Dataset entries:
++++++

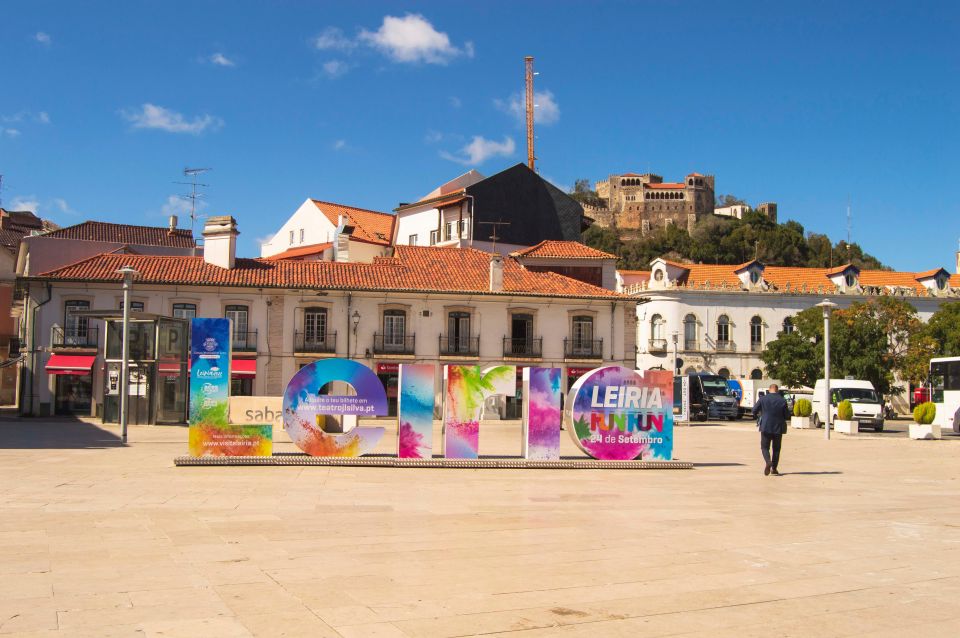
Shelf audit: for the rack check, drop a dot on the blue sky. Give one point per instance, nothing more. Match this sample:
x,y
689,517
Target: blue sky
x,y
371,104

++++++

Can you repeat the material with "blue sky" swapped for "open sky" everywhere it appears, keeping everything else the same and leaving out the pictures?

### The completed task
Shelf audit: for the rack check, drop a dot on the open sky. Give one point per instance, nothing more. Match this sample:
x,y
689,517
Target: open sky
x,y
371,104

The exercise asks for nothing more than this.